Problems to work on -
• a. Check each statement against the insurance forum thread and say yes or no, quoting the words that decide it: (i) the first poster was quoted £3k with a £5k excess; (ii) the 40-year-old paid £550 with privilege; (iii) the Saga policy required a tracker.
• b. From the insurance forum thread, extract the passage starting at "## bigphil2 (Aug" and ending at "(May 29, 2008)".

Selected passage -

# Insurance



## bigphil2 (Aug 21, 2008)

Just wondering what sort of premiums those with imports in the UK are paying.
Getting quoted £3k plus £5k excess, based on 53 years old, no convictions and no accidents SR7 postcode.


----------



## axolotl (May 29, 2008)

try direct line, confused.com and moneysupermarket.com........i'd be willing to bet that (assuming you haven't just passed your driving test at 53  ) you will get a much much cheaper quote than that. let me know how you get on, Andrew


----------



## Robbie J (Jan 8, 2005)

there is a insurance section that more people read, worth posting it there


----------



## Eric Laybourne (Apr 27, 2009)

It's not an import , but privilege sorted me for less than £800 for a 55yr old SR2 postcode


----------



## Tim 29 (Jun 10, 2009)

*insurance*

Im 40 and i paid £550 no convictions,with direct line!!


----------



## Real Thing (Feb 28, 2008)

Eric Laybourne said:


> It's not an import , but privilege sorted me for less than £800 for a 55yr old SR2 postcode


For as more mature gentlemen  I found Saga (over 50s only) the best @ £570.00 (No Tracker needed)


----------



## jmakser (Jul 11, 2008)

*insurance*



Real Thing said:


> For as more mature gentlemen  I found Saga (over 50s only) the best @ £570.00 (No Tracker needed)


what about a-plan ?


----------

Data section -
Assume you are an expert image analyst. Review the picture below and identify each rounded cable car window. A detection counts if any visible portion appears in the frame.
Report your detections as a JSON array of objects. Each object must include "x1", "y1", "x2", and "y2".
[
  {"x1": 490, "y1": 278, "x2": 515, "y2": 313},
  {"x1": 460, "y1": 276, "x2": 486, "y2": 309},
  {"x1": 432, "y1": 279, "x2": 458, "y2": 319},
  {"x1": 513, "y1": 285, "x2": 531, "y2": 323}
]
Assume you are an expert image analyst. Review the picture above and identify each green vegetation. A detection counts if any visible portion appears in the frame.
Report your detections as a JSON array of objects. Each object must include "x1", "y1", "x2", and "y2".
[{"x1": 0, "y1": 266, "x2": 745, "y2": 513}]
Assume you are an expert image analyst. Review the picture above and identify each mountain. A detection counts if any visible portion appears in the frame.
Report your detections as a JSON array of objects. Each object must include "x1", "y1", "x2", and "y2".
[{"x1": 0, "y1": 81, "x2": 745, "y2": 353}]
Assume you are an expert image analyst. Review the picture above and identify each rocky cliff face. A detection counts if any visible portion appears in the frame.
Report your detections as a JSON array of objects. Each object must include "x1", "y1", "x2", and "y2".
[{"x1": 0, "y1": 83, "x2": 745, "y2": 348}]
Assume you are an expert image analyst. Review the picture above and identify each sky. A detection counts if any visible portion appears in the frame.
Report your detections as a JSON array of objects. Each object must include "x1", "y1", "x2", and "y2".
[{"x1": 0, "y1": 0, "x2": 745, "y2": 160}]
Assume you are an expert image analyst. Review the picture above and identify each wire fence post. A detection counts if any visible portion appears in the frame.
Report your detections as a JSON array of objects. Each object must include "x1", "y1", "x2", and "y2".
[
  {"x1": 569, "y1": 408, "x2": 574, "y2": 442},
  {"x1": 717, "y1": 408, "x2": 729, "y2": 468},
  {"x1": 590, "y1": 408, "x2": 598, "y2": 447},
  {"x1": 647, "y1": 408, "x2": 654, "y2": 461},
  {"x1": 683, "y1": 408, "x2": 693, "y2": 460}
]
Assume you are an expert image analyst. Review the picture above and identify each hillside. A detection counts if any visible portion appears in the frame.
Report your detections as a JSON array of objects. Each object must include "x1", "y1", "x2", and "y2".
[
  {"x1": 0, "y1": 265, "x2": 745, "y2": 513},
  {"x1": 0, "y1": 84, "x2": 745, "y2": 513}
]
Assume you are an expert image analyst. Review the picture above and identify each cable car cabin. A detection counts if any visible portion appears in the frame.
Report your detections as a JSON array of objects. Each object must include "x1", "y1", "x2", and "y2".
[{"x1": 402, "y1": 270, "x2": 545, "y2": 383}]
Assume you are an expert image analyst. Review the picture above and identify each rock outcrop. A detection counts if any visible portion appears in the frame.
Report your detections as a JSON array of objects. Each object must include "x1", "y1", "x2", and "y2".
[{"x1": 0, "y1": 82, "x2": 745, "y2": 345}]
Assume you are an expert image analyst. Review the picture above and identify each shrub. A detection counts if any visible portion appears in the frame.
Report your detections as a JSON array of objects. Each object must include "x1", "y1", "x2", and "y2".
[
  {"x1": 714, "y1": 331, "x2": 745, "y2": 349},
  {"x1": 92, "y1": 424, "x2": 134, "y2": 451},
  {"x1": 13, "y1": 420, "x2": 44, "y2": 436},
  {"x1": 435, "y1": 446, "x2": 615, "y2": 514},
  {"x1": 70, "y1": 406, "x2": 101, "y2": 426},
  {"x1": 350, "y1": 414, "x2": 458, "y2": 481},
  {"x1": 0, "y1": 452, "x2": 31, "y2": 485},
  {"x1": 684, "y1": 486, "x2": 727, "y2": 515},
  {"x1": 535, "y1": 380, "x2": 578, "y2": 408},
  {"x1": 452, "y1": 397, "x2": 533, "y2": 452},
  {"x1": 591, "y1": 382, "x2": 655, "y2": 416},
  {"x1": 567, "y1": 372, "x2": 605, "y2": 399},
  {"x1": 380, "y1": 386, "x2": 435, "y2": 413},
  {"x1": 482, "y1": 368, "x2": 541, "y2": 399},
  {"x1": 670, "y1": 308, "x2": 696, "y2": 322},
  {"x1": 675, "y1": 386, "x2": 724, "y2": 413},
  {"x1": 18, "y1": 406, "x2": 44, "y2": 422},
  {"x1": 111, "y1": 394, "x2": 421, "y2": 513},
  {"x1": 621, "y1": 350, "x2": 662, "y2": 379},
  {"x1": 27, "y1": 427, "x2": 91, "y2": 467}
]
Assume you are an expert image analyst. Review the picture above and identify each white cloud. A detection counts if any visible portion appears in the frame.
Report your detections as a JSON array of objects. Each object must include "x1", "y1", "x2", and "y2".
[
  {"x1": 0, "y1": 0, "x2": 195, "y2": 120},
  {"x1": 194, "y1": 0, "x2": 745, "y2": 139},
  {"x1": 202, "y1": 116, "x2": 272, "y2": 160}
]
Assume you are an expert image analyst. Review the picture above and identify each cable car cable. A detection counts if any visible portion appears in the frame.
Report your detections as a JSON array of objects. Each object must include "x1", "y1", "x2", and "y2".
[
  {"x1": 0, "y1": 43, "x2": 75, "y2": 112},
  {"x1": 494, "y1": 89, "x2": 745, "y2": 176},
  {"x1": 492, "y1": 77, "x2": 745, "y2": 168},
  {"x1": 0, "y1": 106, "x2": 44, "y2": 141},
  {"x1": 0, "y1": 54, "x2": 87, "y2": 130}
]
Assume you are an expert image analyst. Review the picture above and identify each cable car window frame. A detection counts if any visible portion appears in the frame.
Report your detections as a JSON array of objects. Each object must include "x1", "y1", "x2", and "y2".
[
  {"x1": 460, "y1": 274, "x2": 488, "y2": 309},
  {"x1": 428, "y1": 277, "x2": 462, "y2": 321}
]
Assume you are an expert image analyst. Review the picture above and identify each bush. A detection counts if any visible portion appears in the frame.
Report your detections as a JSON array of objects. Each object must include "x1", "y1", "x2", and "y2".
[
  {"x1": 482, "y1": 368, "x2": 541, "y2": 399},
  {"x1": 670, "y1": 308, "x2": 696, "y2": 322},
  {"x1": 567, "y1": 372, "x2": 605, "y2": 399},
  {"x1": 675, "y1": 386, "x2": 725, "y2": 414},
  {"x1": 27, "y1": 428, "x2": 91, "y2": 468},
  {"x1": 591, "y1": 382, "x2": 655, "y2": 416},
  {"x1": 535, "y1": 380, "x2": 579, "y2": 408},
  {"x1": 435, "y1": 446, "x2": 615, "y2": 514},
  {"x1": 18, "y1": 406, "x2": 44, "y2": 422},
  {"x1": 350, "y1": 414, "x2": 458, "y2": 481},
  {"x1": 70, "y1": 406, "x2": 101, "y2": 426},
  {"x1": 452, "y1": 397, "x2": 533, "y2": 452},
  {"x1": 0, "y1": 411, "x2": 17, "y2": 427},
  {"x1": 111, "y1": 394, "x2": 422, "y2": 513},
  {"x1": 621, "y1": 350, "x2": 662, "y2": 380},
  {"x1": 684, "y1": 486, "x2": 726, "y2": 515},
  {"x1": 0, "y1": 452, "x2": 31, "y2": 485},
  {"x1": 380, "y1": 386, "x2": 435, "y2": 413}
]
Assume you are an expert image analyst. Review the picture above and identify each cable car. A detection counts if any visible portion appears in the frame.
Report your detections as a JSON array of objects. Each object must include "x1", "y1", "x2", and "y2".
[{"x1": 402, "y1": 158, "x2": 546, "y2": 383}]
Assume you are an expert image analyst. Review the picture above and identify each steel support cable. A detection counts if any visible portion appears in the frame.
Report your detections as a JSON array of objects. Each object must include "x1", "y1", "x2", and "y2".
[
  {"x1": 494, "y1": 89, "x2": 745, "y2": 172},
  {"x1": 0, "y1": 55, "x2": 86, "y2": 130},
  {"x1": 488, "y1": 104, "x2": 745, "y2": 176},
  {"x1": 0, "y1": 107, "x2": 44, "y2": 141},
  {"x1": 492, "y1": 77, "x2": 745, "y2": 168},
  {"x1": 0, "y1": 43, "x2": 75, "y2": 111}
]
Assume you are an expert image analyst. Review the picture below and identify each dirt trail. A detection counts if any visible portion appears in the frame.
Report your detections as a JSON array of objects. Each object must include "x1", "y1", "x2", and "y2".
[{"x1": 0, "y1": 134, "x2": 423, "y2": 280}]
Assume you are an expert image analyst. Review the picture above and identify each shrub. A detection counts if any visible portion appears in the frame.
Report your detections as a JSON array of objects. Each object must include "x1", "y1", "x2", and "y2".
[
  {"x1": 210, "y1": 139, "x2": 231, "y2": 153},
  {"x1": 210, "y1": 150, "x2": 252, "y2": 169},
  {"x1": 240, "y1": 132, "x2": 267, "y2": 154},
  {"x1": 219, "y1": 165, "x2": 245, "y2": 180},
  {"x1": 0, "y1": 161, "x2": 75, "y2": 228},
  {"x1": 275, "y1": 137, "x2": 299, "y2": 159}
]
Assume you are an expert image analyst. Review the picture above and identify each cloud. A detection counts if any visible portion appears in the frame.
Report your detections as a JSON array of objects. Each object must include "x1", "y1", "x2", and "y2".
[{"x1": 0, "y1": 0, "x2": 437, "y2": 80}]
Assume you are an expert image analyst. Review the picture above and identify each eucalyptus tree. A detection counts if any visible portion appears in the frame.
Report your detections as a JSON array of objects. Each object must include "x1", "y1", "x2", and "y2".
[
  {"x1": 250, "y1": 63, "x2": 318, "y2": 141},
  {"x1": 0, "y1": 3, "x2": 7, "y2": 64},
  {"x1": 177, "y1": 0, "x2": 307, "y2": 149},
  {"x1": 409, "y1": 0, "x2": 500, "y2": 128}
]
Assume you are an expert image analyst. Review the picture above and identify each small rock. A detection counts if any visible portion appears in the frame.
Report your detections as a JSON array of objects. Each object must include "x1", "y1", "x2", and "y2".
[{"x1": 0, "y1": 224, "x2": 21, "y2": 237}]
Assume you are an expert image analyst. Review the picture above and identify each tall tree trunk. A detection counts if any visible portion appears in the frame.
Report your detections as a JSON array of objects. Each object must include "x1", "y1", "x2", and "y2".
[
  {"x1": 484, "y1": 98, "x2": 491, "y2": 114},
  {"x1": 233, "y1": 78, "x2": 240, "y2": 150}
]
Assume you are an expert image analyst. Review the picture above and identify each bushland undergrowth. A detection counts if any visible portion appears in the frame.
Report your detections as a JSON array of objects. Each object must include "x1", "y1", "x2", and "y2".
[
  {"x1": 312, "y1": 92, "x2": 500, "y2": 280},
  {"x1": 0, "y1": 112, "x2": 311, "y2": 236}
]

Task solutions -
• a.
(i) Yes: "Getting quoted £3k plus £5k excess"
(ii) No: "Im 40 and i paid £550 no convictions,with direct line!!"
(iii) No: "(No Tracker needed)"

• b.
## bigphil2 (Aug 21, 2008)

Just wondering what sort of premiums those with imports in the UK are paying.
Getting quoted £3k plus £5k excess, based on 53 years old, no convictions and no accidents SR7 postcode.


----------



## axolotl (May 29, 2008)